What is being asked:
Which lines of the entries below hold the word "hanging"? Report each of them.

BEGIN

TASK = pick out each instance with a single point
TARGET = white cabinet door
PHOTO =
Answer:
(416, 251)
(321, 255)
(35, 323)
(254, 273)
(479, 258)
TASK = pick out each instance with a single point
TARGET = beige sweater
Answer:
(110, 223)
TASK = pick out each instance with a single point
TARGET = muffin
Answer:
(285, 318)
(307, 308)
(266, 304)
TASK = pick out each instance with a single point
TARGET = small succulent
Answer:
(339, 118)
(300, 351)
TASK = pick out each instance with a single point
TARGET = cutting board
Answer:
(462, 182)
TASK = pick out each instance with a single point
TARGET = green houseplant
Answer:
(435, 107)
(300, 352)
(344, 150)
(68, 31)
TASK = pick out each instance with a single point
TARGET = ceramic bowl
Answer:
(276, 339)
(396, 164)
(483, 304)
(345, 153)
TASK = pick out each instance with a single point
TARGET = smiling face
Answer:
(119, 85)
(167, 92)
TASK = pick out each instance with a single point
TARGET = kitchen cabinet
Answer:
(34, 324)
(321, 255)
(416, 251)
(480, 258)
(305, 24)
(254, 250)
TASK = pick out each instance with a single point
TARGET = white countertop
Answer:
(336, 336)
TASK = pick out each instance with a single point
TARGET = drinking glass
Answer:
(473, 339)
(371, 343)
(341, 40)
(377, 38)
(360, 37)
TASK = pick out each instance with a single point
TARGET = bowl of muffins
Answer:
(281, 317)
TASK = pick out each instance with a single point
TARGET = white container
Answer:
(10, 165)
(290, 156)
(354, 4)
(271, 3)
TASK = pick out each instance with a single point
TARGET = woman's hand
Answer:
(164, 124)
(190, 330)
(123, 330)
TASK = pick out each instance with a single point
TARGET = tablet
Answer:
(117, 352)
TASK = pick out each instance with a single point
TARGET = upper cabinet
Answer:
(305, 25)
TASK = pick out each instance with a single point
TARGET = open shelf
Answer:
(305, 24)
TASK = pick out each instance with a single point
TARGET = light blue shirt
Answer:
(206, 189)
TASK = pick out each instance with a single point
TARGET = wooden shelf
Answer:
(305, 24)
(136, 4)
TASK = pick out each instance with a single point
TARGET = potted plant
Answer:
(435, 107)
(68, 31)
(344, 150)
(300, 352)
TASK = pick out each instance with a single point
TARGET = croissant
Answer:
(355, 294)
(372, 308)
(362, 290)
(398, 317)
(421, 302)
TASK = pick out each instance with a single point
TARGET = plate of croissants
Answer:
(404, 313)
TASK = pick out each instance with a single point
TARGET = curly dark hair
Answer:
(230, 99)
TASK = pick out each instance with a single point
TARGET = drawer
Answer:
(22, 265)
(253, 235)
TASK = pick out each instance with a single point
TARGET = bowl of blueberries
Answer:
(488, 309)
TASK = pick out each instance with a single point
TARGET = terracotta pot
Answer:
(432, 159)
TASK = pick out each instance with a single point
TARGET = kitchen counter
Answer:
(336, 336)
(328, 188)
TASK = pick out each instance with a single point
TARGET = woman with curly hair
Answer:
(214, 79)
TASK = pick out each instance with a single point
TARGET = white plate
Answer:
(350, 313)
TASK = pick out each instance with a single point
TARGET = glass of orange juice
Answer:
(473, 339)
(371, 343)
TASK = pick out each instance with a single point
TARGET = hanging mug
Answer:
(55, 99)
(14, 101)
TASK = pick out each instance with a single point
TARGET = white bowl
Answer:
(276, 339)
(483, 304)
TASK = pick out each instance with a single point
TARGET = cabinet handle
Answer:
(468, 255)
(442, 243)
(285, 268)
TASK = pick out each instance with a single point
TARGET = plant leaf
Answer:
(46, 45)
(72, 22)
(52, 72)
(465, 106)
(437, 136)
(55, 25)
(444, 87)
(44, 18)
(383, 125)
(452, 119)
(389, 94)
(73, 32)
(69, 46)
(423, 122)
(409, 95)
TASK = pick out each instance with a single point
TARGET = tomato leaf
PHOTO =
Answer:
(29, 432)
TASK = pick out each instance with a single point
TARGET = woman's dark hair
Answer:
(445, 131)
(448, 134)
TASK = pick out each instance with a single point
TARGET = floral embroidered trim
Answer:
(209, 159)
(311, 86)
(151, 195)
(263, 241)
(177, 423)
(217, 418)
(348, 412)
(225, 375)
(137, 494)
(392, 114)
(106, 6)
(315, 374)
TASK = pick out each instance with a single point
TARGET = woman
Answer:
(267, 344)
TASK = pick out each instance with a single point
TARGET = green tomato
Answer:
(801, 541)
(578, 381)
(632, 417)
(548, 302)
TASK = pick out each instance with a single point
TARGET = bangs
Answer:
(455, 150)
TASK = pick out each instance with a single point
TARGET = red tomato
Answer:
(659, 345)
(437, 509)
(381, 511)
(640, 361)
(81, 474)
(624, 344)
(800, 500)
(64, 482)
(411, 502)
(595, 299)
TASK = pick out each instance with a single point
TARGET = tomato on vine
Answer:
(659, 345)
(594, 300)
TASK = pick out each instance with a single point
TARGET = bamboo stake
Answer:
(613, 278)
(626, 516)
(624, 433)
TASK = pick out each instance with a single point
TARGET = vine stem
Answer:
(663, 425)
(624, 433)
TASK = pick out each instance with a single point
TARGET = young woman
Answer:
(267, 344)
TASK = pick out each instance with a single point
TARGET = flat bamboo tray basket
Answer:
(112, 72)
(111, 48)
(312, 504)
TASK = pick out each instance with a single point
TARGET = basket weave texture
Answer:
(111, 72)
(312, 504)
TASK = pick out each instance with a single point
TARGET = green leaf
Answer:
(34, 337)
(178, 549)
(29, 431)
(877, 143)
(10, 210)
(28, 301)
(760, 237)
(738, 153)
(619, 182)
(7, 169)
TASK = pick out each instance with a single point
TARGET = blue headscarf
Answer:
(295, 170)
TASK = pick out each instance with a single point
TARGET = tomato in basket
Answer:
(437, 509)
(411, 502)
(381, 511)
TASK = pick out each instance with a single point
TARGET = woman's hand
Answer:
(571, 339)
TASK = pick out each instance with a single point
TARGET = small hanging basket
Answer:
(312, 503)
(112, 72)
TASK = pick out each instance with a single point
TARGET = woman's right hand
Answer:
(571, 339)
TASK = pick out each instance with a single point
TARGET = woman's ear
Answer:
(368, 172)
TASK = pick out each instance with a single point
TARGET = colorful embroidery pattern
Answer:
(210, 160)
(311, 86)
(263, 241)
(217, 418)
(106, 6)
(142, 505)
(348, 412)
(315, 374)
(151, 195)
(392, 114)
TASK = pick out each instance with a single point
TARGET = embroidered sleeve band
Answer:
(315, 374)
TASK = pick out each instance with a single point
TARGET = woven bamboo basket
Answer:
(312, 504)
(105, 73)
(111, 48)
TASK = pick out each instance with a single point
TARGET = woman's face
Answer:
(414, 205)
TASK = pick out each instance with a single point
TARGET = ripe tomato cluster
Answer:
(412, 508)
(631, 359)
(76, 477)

END

Result of this task:
TARGET = hanging mug
TARGET = small hanging basket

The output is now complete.